**TO BE DONE:**
**a)** In the cluster-loader thread below, why are users created by cluster-loader not visible when "oc get users" is run? Answer in one to three sentences.
**b)** Reproduce the passage of the cluster-loader thread below from "Users created by" to "in after creation.", without changes.
**c)** Answer these questions from the cluster-loader thread below:
(i) What additional step is proposed for user creation?
(ii) Which of the two options does hroyrh call easier to implement?
(iii) According to jeremyeder, what is tested by going with --token?

**EXCERPT:**
--------------------

Copied from old repository

Users created by cluster-loader are not visible when we do "oc get users". The reason being that the oauth tokens are only generated when a particular user logs in. Need to add another step to user creation where all the users log in after creation.
@hroyrh

hroyrh commented 23 days ago
@ofthecurerh @jeremyeder @timothysc @mffiedler I would like to hear you thoughts on whether we should use "oc login" and then create all the objects for that user, or instead use the "--token" parameter to assign each object to a user. Implementation wise, the latter option will be easier as we won't need to change much. The reason I am considering "oc login" option is because, in my opinion, it is more close to realistic customer setups , and so I thought that it might be useful from the perspective of running a test. Anyways please share your thoughts on which option we should go for, or should we go for both.
@jeremyeder

jeremyeder commented 23 days ago
Normally I do favor doing things exactly how the product is intended to be
used by customers to get the most coverage. But I think we should go with
--token. I think it's close enough, and we're testing the login path as
well as user density/objects this way as well.

--------------------

**RECORDS PROVIDED:**

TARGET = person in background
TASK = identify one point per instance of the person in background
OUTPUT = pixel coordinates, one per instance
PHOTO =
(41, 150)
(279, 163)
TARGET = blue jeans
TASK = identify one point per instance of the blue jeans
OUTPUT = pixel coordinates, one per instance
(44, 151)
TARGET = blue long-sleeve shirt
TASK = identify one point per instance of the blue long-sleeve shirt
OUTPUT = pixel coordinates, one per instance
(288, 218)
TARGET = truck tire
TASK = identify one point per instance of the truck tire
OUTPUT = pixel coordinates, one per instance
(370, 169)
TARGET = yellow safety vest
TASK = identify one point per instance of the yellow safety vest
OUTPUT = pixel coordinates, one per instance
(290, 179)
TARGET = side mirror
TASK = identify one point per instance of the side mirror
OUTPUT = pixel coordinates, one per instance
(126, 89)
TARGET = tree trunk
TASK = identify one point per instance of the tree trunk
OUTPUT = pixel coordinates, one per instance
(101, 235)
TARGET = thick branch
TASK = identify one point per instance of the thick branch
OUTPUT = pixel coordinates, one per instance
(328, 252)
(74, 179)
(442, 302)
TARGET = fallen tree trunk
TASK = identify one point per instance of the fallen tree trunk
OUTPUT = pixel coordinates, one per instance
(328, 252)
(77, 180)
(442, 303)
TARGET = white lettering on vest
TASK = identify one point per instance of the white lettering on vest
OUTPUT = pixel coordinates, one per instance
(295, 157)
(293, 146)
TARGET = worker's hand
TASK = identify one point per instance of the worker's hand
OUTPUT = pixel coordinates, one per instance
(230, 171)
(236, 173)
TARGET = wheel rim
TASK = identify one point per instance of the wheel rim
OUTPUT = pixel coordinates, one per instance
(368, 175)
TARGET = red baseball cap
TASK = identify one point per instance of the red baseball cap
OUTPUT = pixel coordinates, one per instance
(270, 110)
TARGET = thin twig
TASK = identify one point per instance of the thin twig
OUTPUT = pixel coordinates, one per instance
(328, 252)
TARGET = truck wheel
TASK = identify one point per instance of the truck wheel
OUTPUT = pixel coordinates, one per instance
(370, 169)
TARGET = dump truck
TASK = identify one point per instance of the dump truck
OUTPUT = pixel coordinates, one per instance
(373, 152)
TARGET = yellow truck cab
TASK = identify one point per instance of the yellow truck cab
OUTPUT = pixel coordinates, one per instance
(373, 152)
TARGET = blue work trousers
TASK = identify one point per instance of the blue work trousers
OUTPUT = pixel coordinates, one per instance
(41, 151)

--------------------

**EXPECTED ANSWERS:**
**a)** The oauth tokens are generated only when a particular user logs in. Users that cluster-loader creates but that never log in don't show up in "oc get users".

**b)**
Users created by cluster-loader are not visible when we do "oc get users". The reason being that the oauth tokens are only generated when a particular user logs in. Need to add another step to user creation where all the users log in after creation.

**c)**
(i) All the users log in after they are created.
(ii) Using the "--token" parameter to assign each object to a user.
(iii) The login path, as well as user density/objects.